*** Stored data Section Begins ***

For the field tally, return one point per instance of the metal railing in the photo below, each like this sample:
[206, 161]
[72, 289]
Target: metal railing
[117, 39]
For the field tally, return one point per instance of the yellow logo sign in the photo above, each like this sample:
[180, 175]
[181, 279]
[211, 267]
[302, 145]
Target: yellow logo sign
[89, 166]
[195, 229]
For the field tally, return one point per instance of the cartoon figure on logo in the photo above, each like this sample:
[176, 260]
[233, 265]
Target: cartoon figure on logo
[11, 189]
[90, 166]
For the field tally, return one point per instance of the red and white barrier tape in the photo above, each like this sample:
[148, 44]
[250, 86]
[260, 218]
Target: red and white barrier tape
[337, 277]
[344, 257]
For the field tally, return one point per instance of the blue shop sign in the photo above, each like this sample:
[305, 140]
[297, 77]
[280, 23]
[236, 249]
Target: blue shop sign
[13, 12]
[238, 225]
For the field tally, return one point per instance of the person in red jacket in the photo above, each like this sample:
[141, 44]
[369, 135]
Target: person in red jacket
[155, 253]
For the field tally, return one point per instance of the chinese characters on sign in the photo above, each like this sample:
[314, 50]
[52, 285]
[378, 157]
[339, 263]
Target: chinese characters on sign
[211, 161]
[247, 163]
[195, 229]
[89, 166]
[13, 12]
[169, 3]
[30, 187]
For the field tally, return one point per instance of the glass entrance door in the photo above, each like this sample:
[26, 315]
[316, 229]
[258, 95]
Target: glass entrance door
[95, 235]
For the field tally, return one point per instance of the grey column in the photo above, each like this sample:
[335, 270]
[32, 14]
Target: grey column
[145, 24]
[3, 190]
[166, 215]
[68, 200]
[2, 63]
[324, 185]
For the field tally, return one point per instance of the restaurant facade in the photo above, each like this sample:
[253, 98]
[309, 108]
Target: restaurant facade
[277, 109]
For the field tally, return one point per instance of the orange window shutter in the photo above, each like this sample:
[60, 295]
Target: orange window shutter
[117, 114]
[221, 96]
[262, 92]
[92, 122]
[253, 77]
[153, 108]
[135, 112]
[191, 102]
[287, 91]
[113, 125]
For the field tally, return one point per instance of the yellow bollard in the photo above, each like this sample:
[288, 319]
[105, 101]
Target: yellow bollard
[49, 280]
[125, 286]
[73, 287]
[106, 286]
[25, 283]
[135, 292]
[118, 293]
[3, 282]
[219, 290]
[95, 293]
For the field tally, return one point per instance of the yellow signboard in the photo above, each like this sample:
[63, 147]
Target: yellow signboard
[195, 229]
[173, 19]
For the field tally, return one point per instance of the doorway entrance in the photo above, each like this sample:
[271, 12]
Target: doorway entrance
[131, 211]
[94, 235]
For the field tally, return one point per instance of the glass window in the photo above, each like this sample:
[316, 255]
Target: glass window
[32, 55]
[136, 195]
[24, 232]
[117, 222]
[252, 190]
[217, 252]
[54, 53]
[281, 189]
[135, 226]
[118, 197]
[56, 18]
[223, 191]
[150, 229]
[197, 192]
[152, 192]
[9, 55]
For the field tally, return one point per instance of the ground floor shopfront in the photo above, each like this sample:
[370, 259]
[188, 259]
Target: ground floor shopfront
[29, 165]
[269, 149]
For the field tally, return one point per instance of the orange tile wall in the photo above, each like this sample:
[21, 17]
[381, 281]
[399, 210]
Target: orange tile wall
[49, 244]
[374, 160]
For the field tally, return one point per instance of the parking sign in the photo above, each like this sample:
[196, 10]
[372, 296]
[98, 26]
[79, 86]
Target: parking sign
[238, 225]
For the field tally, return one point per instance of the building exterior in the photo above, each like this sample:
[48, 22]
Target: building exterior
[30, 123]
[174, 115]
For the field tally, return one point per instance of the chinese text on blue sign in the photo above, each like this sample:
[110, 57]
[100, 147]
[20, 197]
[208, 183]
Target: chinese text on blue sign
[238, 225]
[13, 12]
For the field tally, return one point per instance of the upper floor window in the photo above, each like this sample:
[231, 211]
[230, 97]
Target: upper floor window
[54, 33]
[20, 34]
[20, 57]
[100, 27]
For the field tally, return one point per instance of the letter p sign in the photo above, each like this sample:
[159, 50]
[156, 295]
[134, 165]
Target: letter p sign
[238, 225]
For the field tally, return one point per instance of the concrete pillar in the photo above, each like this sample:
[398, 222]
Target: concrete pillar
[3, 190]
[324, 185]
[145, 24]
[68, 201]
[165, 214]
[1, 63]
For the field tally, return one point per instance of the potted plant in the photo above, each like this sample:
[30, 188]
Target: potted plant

*** Stored data Section Ends ***

What needs to be done: If a line of the data contains the string "potted", count it; then give the total alone.

Expected answer: 2